Reproduce every record below exactly as written, leaving out any pictures.

— Start DATASET CONTENT —

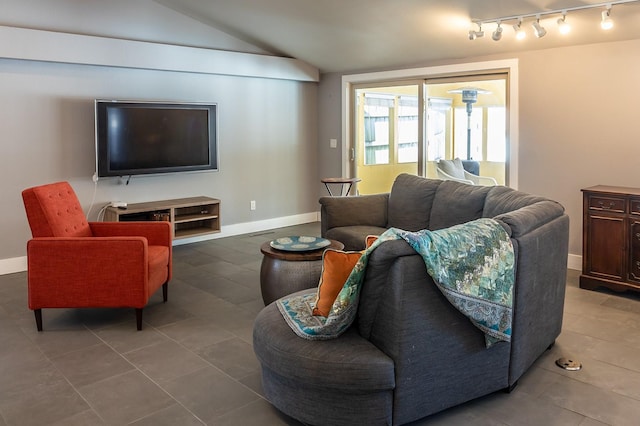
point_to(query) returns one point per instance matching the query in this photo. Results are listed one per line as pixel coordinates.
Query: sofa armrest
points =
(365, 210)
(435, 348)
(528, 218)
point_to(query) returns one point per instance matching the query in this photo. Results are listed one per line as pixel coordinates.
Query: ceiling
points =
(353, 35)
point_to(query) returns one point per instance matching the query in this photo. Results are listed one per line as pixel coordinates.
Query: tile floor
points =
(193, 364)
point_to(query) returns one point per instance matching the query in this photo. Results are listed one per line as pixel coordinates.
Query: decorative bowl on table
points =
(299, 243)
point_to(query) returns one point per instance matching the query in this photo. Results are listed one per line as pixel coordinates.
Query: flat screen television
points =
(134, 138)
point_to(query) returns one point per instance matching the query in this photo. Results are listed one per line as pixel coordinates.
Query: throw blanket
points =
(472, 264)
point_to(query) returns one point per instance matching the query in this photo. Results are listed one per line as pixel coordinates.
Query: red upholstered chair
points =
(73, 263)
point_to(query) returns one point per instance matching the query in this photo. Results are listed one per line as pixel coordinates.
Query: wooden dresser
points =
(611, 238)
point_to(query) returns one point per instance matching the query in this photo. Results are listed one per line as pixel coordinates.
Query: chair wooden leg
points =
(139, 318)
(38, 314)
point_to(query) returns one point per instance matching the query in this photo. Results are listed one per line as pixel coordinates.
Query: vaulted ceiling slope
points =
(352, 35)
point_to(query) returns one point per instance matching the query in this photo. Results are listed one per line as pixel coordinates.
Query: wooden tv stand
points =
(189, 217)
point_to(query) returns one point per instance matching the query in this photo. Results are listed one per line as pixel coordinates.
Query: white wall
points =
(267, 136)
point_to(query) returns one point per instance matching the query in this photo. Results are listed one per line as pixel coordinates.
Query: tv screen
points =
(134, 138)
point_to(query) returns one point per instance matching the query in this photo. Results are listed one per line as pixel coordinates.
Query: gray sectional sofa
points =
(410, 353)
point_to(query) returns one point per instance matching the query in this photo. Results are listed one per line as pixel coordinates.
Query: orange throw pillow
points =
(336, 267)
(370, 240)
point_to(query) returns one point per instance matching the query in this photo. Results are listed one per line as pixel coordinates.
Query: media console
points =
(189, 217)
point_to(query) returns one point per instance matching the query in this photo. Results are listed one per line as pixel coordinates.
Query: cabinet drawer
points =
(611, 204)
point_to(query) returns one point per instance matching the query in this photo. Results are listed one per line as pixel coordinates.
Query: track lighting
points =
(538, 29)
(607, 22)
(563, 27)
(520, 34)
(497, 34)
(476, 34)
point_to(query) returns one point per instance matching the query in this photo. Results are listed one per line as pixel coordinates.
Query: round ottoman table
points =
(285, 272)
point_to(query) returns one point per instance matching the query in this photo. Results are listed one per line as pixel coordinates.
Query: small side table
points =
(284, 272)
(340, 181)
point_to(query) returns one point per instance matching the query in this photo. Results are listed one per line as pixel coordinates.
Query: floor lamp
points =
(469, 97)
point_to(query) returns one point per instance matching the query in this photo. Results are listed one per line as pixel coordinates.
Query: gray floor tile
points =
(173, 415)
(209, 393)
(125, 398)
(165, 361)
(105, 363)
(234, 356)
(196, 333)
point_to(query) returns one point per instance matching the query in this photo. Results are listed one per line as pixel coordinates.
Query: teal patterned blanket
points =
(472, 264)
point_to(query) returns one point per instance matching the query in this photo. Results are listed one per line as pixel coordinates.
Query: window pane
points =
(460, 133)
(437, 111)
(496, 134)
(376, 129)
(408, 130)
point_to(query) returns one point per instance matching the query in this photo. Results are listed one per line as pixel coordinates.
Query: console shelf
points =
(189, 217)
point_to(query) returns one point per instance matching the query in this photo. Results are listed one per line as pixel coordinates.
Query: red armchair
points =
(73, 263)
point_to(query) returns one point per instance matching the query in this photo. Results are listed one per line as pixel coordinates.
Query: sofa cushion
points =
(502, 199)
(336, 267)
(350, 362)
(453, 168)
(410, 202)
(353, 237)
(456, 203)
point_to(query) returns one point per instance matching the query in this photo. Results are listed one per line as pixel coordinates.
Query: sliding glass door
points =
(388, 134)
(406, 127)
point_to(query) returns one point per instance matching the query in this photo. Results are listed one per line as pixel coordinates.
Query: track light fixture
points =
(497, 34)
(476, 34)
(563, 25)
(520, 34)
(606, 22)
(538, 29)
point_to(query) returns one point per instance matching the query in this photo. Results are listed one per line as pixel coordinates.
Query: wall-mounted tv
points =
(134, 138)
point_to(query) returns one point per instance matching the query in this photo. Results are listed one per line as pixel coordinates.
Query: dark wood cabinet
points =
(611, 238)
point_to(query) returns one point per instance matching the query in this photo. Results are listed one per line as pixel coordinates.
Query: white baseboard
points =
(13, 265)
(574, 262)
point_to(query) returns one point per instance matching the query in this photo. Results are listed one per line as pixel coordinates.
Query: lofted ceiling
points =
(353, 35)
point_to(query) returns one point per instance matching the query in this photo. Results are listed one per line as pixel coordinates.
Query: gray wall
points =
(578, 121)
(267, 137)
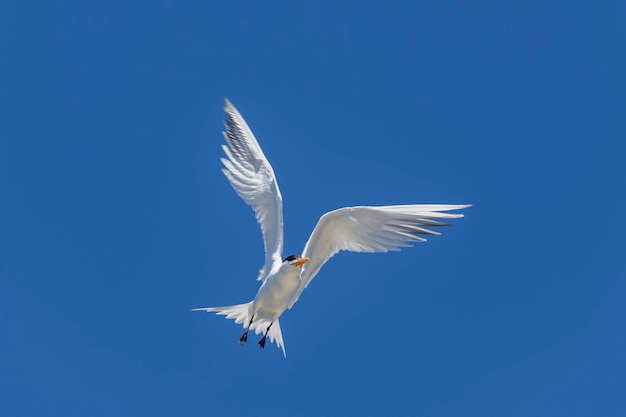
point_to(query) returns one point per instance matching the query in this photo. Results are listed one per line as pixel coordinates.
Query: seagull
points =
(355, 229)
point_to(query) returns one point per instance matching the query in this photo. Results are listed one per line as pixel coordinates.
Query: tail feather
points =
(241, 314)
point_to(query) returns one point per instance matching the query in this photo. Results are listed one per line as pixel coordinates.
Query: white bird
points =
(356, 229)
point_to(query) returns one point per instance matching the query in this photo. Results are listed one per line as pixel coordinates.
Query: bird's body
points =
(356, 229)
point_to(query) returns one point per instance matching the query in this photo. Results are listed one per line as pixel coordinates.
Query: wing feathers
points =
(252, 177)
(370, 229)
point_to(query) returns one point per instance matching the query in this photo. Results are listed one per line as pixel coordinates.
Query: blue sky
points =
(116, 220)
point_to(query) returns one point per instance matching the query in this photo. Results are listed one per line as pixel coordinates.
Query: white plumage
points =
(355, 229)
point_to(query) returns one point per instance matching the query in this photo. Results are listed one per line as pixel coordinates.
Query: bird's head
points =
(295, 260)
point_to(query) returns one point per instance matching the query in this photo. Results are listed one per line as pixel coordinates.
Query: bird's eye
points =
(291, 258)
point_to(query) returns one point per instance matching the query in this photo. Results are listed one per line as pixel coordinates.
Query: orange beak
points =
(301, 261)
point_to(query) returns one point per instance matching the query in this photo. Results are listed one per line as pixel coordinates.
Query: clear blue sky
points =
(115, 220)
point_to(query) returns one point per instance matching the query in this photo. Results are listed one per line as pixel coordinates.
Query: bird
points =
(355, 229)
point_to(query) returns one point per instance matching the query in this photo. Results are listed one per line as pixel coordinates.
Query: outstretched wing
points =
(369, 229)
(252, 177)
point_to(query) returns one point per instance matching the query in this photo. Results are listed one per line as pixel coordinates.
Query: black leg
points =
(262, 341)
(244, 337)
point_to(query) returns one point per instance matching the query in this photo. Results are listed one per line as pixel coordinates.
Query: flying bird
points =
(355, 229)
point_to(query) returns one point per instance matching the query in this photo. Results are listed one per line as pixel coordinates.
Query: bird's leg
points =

— End DATASET CONTENT —

### [EXERCISE ANSWER]
point_to(query) returns one point per instance matching the query in this photo. Results are listed one per line as pixel coordinates.
Query: sofa armrest
points =
(365, 210)
(435, 348)
(528, 218)
point_to(query) returns one point per instance matching the query in this photo. Results are listed one per line as pixel coordinates.
Query: ceiling
points =
(353, 35)
point_to(query) returns one point per instance matching the query in this photo. Results are listed one per line as pixel coordinates.
Query: tile floor
points =
(193, 364)
point_to(query) returns one point per instance matching the query in this photo. Results are listed one per line as pixel coordinates.
Query: decorative bowl on table
points =
(299, 243)
point_to(query) returns one point per instance matching the query in this photo. Results are listed one per line as pixel coordinates.
Query: flat screen television
points =
(134, 138)
point_to(query) returns one point per instance matching the query in this photo. Results are listed one per line as pixel coordinates.
Query: throw blanket
points =
(472, 264)
point_to(query) returns one point per instance matching the query in this photo. Results are listed one per line as pixel coordinates.
Query: red upholstered chair
points =
(73, 263)
point_to(query) returns one point per instance matching the query in this photo. Results are listed one per line as pixel coordinates.
Query: wooden dresser
points =
(611, 238)
point_to(query) returns one point per instance matching the query in this photo. Results are listed one per line as pixel coordinates.
Query: chair wooden leg
points =
(139, 318)
(38, 314)
point_to(query) returns one point per instance matching the query in this photo. Results are listed one per line as pixel coordinates.
Query: vaulted ceiling slope
points =
(352, 35)
point_to(query) returns one point per instance matching the query in this photo. Results are listed one per line as pixel coordinates.
Query: wooden tv stand
points =
(189, 217)
point_to(query) returns one point per instance matching the query in this photo. Results are listed one per line as pixel coordinates.
Query: white wall
points =
(267, 136)
point_to(query) returns one point per instance matching the query in this photo. Results are listed one per line as pixel coordinates.
Query: tv screen
points =
(134, 138)
point_to(query) returns one point per instance matching the query in this photo. Results are listed one per line as pixel coordinates.
Query: gray sectional sofa
points =
(410, 353)
point_to(query) returns one point per instance matching the query in this photo. Results are listed one per line as pixel coordinates.
Query: orange throw pillow
points =
(336, 267)
(370, 240)
point_to(query) returns one point per instance matching the query in this photo. Results are listed one per line as pixel coordinates.
Query: media console
points =
(189, 217)
point_to(query) returns one point per instance matching the query in this photo. Results are listed one per line as pixel coordinates.
Query: cabinet drawer
points =
(611, 204)
point_to(query) returns one point per instance matching the query in this photo. Results are listed one per line as pixel coordinates.
Query: track lighting
points =
(538, 29)
(607, 22)
(563, 27)
(520, 34)
(497, 34)
(476, 34)
point_to(query) returns one point per instance matching the query in this photo. Results are listed one per line as pixel coordinates.
Query: round ottoman table
points =
(285, 272)
point_to(query) returns one point per instance matching the query in this photo. Results are listed one per line as pixel coordinates.
Query: small side table
points =
(284, 272)
(340, 181)
point_to(query) returns one point per instance matching the query in this photo. Results are listed one per line as pixel coordinates.
Query: floor lamp
points =
(469, 97)
point_to(query) returns one point per instance matching the query in this photo. Results are listed one per line as pixel coordinates.
Query: gray floor tile
points =
(173, 415)
(209, 393)
(125, 398)
(165, 361)
(105, 363)
(234, 356)
(196, 333)
point_to(query) returns one point per instance matching the query in this photo. Results are listed one per line as pixel coordinates.
Query: teal patterned blanket
points =
(472, 264)
point_to(query) returns one point per instance matching the query in this photo. Results are listed one per line as pixel coordinates.
Query: window pane
points =
(460, 133)
(437, 111)
(496, 134)
(376, 129)
(408, 130)
point_to(query) returns one point per instance matching the query in this photo. Results are listed one per line as pixel coordinates.
Query: console shelf
points =
(189, 217)
point_to(query) returns one point per instance matching the query in this photo. Results are listed one per line as pixel coordinates.
Query: red armchair
points =
(73, 263)
point_to(query) returns one point per instance matching the query in this photo. Results are listed one per line as pixel coordinates.
Query: sofa cushion
points =
(502, 199)
(336, 267)
(350, 362)
(453, 168)
(410, 202)
(353, 237)
(456, 203)
point_to(query) returns one point per instance matching the query in this photo. Results are listed one per line as pixel coordinates.
Query: sliding glass door
points =
(388, 134)
(406, 127)
point_to(query) returns one point per instance matching the query in this photo. Results are listed one per line as pixel coordinates.
Query: track light fixture
points =
(497, 34)
(476, 34)
(563, 25)
(520, 34)
(606, 22)
(538, 29)
point_to(query) returns one point per instance matching the query in this photo. Results are listed one per line as pixel coordinates.
Query: wall-mounted tv
points =
(134, 138)
point_to(query) returns one point per instance matching the query in this photo. Results are listed one per line as pixel coordinates.
Query: dark wood cabinet
points =
(611, 238)
point_to(query) returns one point per instance matching the query in this photo. Results are listed one per line as pixel coordinates.
Query: white baseboard
points =
(13, 265)
(574, 262)
point_to(query) returns one point per instance matching the query in this photo. Results are listed one per line as pixel coordinates.
Query: lofted ceiling
points =
(353, 35)
point_to(query) returns one point per instance matching the query in this photo. Results are listed one per line as pixel coordinates.
Query: gray wall
points =
(578, 121)
(267, 137)
point_to(query) returns one point per instance matching the query in this photo. Results are listed one per line as pixel coordinates.
Query: seagull
points =
(355, 229)
point_to(query) returns one point per instance matching the query in this photo. Results are listed one per line as pixel coordinates.
Query: tail feather
points =
(241, 314)
point_to(query) returns one point per instance matching the query in this photo. Results are listed one per line as pixel coordinates.
Query: white bird
points =
(356, 229)
point_to(query) returns one point per instance matching the query in this photo. Results are listed one per line as pixel coordinates.
Query: bird's body
points =
(356, 229)
point_to(query) returns one point per instance matching the query in this photo. Results are listed one per line as pixel coordinates.
Query: wing feathers
points =
(252, 177)
(370, 229)
point_to(query) returns one point per instance matching the query in this photo. Results are listed one per line as pixel coordinates.
Query: blue sky
points =
(116, 220)
point_to(query) returns one point per instance matching the query in this photo. Results are listed one per line as pixel coordinates.
Query: white plumage
points =
(355, 229)
point_to(query) returns one point per instance matching the query in this photo. Results are listed one per line as pixel coordinates.
Query: bird's head
points =
(295, 260)
point_to(query) returns one point per instance matching the query in this photo. Results are listed one per line as pixel coordinates.
Query: bird's eye
points =
(291, 258)
point_to(query) returns one point per instance matching the query in this photo. Results are listed one per line as pixel coordinates.
Query: orange beak
points =
(301, 261)
point_to(query) returns one point per instance matching the query in this photo. Results are listed one per line as pixel coordinates.
Query: clear blue sky
points =
(115, 220)
point_to(query) returns one point per instance matching the query in this photo. Results are listed one per line as pixel coordinates.
Query: bird
points =
(355, 229)
point_to(query) returns one point per instance matching the query in this photo. Results are listed one per line as pixel coordinates.
Query: outstretched wing
points =
(369, 229)
(252, 177)
point_to(query) returns one point per instance matching the query in this photo. Results are listed one per line as pixel coordinates.
Query: black leg
points =
(262, 341)
(244, 337)
point_to(query) returns one point per instance matching the query in this photo. Results are listed one per line as pixel coordinates.
Query: flying bird
points =
(355, 229)
point_to(query) returns one point per instance matching the query in this photo. Results are listed one per line as pixel coordinates.
Query: bird's leg
points =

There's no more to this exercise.